§ **Brano estratto**:
= = = = = = =

L'ETA' GIOLITTIANA

E’ chiamato età giolittiana il periodo storico caratterizzato dal governo dell’esponente della sinistra liberale Giovanni Giolitti, dal 1901 alla vigilia dello scoppio della Grande guerra (1914).
E’ in questo periodo che si hanno il DECOLLO INDUSTRIALE dell’Italia, l’avvento del NAZIONALISMO con la ripresa delle spedizioni coloniali, le grandi MIGRAZIONI TRANSOCEANICHE e l’esplosione della QUESTIONE SOCIALE, alla cui soluzione è volta un’importante parte dell’azione politica di Giolitti.

Il 1900 era stato un anno di svolta nella politica italiana, con il fallimento della politica autoritaria di Crispi e Rudinì. Il punto di massima crisi si ebbe nell’estate, con l’assassinio del re Umberto I ad opera dell’anarchico Gaetano Bresci, che intendeva con quel gesto vendicare le vittime dei moti milanesi del 1898.

= = = = = = =

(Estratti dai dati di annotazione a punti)
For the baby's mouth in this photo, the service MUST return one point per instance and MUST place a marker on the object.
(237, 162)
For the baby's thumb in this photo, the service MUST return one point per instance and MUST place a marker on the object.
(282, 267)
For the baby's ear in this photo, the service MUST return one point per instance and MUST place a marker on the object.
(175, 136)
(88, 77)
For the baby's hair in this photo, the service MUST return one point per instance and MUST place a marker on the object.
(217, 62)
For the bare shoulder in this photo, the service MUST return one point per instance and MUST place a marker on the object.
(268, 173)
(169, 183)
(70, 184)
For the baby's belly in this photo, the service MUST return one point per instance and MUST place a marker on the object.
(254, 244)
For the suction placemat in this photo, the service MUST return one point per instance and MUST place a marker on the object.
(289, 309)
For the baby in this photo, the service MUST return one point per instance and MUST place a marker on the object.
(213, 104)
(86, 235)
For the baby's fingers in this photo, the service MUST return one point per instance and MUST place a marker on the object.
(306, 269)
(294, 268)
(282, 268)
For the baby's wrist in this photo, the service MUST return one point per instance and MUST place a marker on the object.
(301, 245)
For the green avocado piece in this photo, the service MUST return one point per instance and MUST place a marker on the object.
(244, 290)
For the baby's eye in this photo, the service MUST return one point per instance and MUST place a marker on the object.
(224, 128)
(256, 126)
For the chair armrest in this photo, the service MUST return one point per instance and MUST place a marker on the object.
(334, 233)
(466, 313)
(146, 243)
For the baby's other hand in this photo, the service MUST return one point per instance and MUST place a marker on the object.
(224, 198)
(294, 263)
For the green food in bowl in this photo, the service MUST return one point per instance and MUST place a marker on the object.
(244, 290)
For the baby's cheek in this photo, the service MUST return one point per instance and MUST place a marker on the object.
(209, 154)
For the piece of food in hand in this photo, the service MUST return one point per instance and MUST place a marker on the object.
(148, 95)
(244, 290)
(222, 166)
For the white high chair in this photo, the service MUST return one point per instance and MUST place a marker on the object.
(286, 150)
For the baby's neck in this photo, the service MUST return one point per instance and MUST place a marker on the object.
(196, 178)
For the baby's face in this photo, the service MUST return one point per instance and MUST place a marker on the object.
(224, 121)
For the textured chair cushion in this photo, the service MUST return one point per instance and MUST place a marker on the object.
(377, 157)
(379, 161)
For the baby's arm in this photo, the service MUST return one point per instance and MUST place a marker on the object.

= = = = = = =

§ **Prova 1**:
Trascriva fedelmente la porzione del brano sull'età giolittiana che inizia con "E’ chiamato età" e termina con "Grande guerra (1914).".
§ **Prova 2**:
Risponda alle seguenti domande sul brano sull'età giolittiana:
(a) In quale anno ebbe inizio il periodo di governo di Giovanni Giolitti?
(b) Alla soluzione di quale questione è rivolta un'importante parte dell'azione politica di Giolitti?
(c) Chi fu l'autore dell'assassinio del re Umberto I?

§ **Risposta definitiva 1**:
E’ chiamato età giolittiana il periodo storico caratterizzato dal governo dell’esponente della sinistra liberale Giovanni Giolitti, dal 1901 alla vigilia dello scoppio della Grande guerra (1914).

§ **Risposta definitiva 2**:
(a) Nel 1901.
(b) Alla questione sociale.
(c) L'anarchico Gaetano Bresci.